### [EXERCISE DESCRIPTION]
Set every line of the listing down again, keeping it identical.

+++++

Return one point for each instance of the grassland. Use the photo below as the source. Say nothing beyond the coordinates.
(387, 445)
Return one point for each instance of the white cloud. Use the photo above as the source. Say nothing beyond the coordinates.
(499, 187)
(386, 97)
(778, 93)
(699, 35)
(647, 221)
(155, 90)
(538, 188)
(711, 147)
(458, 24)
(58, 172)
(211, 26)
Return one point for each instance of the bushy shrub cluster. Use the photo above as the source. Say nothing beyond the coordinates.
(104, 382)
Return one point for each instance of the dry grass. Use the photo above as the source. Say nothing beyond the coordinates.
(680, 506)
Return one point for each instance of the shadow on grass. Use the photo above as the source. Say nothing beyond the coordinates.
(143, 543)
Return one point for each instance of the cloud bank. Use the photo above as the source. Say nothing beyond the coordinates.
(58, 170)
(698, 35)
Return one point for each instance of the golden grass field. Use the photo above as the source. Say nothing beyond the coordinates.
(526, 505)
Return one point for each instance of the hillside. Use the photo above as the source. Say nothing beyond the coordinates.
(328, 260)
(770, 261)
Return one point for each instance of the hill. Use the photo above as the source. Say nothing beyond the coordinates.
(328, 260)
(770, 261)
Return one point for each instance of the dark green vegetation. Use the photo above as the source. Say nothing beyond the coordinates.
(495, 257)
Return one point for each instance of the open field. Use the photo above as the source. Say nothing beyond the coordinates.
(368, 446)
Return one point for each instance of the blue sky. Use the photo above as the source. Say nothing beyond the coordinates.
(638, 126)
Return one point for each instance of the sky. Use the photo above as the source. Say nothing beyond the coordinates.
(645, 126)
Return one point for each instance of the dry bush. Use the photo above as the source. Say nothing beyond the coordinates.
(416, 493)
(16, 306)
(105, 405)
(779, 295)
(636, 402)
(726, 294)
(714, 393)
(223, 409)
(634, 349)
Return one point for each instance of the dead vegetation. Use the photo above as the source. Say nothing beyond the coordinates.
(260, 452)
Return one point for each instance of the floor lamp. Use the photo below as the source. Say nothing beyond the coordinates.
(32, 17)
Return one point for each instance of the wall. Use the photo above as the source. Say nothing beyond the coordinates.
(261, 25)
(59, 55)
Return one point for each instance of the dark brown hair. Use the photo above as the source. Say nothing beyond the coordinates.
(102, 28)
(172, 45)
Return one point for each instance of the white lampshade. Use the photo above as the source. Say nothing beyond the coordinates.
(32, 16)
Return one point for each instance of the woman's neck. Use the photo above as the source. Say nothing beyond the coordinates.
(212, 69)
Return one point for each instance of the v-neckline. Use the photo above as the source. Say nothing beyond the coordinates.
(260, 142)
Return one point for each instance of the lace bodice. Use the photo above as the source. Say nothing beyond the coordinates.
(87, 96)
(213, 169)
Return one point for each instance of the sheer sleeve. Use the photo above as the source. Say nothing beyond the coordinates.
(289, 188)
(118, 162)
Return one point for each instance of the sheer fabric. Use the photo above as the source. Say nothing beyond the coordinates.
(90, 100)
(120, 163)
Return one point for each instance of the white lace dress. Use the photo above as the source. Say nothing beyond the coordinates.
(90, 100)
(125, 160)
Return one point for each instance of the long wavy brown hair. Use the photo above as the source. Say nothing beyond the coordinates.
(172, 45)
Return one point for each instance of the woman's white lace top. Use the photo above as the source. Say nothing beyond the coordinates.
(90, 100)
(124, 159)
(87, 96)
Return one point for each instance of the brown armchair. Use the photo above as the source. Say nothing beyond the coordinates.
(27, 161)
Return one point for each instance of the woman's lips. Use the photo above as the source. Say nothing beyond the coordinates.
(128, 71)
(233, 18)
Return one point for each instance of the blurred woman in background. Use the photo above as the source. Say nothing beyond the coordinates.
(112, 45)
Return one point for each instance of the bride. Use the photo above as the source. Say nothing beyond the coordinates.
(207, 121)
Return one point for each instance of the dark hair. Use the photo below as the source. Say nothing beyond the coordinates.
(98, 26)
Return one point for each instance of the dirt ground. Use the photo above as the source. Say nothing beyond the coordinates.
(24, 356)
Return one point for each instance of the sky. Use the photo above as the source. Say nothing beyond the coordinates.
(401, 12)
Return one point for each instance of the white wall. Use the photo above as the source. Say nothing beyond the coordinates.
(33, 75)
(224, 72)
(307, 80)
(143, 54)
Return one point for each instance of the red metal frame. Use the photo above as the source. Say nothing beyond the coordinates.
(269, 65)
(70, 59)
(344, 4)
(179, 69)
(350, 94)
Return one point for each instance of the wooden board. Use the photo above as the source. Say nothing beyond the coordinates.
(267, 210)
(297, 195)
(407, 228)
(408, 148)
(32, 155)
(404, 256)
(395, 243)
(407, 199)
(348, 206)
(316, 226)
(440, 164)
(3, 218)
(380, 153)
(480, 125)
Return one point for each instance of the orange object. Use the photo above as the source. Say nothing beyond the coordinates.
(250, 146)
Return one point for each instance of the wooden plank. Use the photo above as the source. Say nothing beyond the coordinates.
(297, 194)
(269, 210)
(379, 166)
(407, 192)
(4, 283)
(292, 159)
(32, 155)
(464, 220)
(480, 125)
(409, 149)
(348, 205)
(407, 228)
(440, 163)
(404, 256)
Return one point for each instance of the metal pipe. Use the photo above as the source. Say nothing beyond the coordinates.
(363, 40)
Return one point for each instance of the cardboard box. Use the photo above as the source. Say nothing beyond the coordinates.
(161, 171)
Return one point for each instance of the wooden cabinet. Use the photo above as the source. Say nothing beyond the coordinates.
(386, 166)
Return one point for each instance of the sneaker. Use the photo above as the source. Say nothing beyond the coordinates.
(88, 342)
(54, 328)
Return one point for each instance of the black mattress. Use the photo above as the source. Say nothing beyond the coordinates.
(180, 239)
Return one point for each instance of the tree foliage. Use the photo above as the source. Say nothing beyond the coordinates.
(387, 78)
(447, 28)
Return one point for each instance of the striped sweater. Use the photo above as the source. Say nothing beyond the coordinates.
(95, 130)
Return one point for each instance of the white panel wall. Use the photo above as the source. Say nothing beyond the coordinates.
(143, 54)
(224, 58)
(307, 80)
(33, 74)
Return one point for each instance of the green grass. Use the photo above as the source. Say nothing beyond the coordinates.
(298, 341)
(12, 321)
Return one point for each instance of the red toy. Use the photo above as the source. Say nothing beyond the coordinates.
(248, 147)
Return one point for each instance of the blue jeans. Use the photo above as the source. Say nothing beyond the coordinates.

+++++

### [EXERCISE RESPONSE]
Return one point for each instance of the grassland. Use the photo below as the source. Say nothing beyond the coordinates.
(387, 445)
Return one point for each instance of the white cloud. Use the photo above as the source. Say nothing beyond the coordinates.
(499, 187)
(386, 97)
(778, 93)
(699, 35)
(647, 221)
(155, 90)
(538, 188)
(711, 147)
(458, 24)
(58, 172)
(211, 26)
Return one point for each instance of the bushy shrub cluster. Use the photo above as the source. Say nothing beyond the coordinates.
(104, 382)
Return one point for each instance of the dry grass. Use the photo above as the source. Say nothing beyond the coordinates.
(680, 506)
Return one point for each instance of the shadow on grass. Use the photo above as the source. Say nothing beyond the coordinates.
(143, 543)
Return one point for each instance of the cloud bank. Use the photo above as the source. Say nothing beyond the coordinates.
(58, 170)
(698, 35)
Return one point for each instance of the golden grass field. Use the photo above as the source. Say nothing beyond the coordinates.
(526, 505)
Return one point for each instance of the hillside. Use the photo above as the source. Say nothing beyond the coordinates.
(328, 260)
(770, 261)
Return one point for each instance of the hill. Use the photo above as the source. Say nothing beyond the coordinates.
(328, 260)
(770, 261)
Return one point for each instance of the dark green vegetation. Use the photo above as the source. Say nothing beyond the coordinates.
(495, 257)
Return one point for each instance of the open field. Use the photo above as the source. Say nothing beyond the coordinates.
(368, 446)
Return one point for each instance of the blue sky. Use the photo above as the source. Say nothing beyond the coordinates.
(638, 126)
Return one point for each instance of the sky. Use the photo above as the source. Say nothing beyond the coordinates.
(645, 126)
Return one point for each instance of the dry bush. Use the photo above as the source. Say nothing beyond the coordinates.
(416, 493)
(16, 306)
(105, 405)
(779, 295)
(636, 402)
(726, 294)
(714, 393)
(223, 409)
(634, 349)
Return one point for each instance of the dead vegetation. Use the photo above as the source. Say nothing beyond the coordinates.
(260, 452)
Return one point for each instance of the floor lamp. Use the photo below as the source. Say nothing beyond the coordinates.
(32, 17)
Return one point for each instance of the wall. Use the photo above as the source. Say nothing beyond the coordinates.
(261, 25)
(59, 55)
Return one point for each instance of the dark brown hair. Use the photo above as the source. Say nothing beyond the coordinates.
(102, 28)
(172, 45)
Return one point for each instance of the white lampshade. Use the photo above as the source. Say nothing beyond the coordinates.
(32, 16)
Return one point for each instance of the woman's neck. Use the photo above as the source. Say nothing beyond the coordinates.
(212, 69)
Return one point for each instance of the v-neckline. Use the photo above as the source. Say nothing beyond the coordinates.
(260, 142)
Return one point for each instance of the lace bodice. Use the photo above as the source. Say nothing beyond the coordinates.
(87, 96)
(213, 169)
Return one point for each instance of the sheer sleeve. Use the photo above as the source. Say nothing beyond the coordinates.
(289, 188)
(118, 162)
Return one point for each instance of the sheer fabric. Use the photo above as the source. Say nothing beyond the coordinates.
(90, 100)
(120, 163)
Return one point for each instance of the white lace dress. Use the photo above as the source. Say nothing beyond the coordinates.
(90, 100)
(125, 160)
Return one point for each instance of the long wavy brown hair. Use the photo above as the source. Say nothing beyond the coordinates.
(172, 45)
Return one point for each instance of the woman's white lace top. Use the photo above as the source. Say nothing beyond the coordinates.
(90, 100)
(124, 159)
(87, 96)
Return one point for each instance of the brown armchair. Use the photo above as the source. Say nothing beyond the coordinates.
(27, 161)
Return one point for each instance of the woman's lips. Use the photo above as the source. Say nothing beyond the coordinates.
(128, 71)
(233, 18)
Return one point for each instance of the blurred woman in background. Use the photo above as the source. Say nothing beyond the coordinates.
(112, 45)
Return one point for each instance of the bride. Use the photo above as the source. Say nothing beyond the coordinates.
(207, 121)
Return one point for each instance of the dark hair. Use the photo below as the source. Say nothing beyond the coordinates.
(98, 26)
Return one point for each instance of the dirt ground. Use the photo above as the source. Say nothing beyond the coordinates.
(24, 356)
Return one point for each instance of the sky. Use the photo above as the source. Say nothing beyond the coordinates.
(401, 12)
Return one point for each instance of the white wall. Use the photo above as the source. Say nothing beyond the coordinates.
(33, 75)
(224, 72)
(307, 80)
(143, 54)
Return one point for each instance of the red metal frame. Use the photo above as the source. Say nothing beyond the coordinates.
(269, 65)
(70, 59)
(344, 4)
(179, 69)
(350, 94)
Return one point for each instance of the wooden board. Use the photo above as the source. Say nothing beyond the coordinates.
(267, 210)
(297, 195)
(407, 228)
(408, 148)
(32, 155)
(404, 256)
(395, 243)
(407, 199)
(348, 206)
(316, 226)
(440, 164)
(3, 218)
(380, 153)
(480, 125)
Return one point for each instance of the orange object. Use the photo above as the source. Say nothing beyond the coordinates.
(250, 146)
Return one point for each instance of the wooden plank. Use the photo above as the source. Say nothing beyond the coordinates.
(297, 194)
(269, 210)
(379, 166)
(407, 192)
(4, 283)
(292, 159)
(32, 155)
(464, 220)
(480, 125)
(409, 149)
(348, 205)
(407, 228)
(440, 163)
(404, 256)
Return one point for each instance of the metal pipe. Use the photo above as the source. Say nothing beyond the coordinates.
(363, 40)
Return one point for each instance of the cardboard box. Use the photo above as the source. Say nothing beyond the coordinates.
(161, 171)
Return one point for each instance of the wooden cabinet. Use the photo above as the source. Say nothing beyond the coordinates.
(386, 166)
Return one point for each instance of the sneaker. Use the photo above as the source. Say nothing beyond the coordinates.
(88, 342)
(54, 328)
Return one point for each instance of the black mattress. Use the photo above as the source. Say nothing beyond the coordinates.
(180, 239)
Return one point for each instance of the tree foliage. Use the photo above as the source. Say nothing beyond the coordinates.
(387, 78)
(447, 28)
Return one point for each instance of the striped sweater. Use the photo above as the source. Say nothing beyond the coordinates.
(95, 130)
Return one point for each instance of the white panel wall. Use the photo above as the source. Say nothing beyond the coordinates.
(143, 54)
(224, 58)
(307, 80)
(33, 74)
Return one point for each instance of the green grass. Use the photo above as the source. Say nothing beyond the coordinates.
(298, 341)
(12, 321)
Return one point for each instance of the red toy. Use the photo above as the source. Say nothing beyond the coordinates.
(248, 147)
Return one point for each instance of the blue jeans. Use the photo above as the source. Say nothing beyond the coordinates.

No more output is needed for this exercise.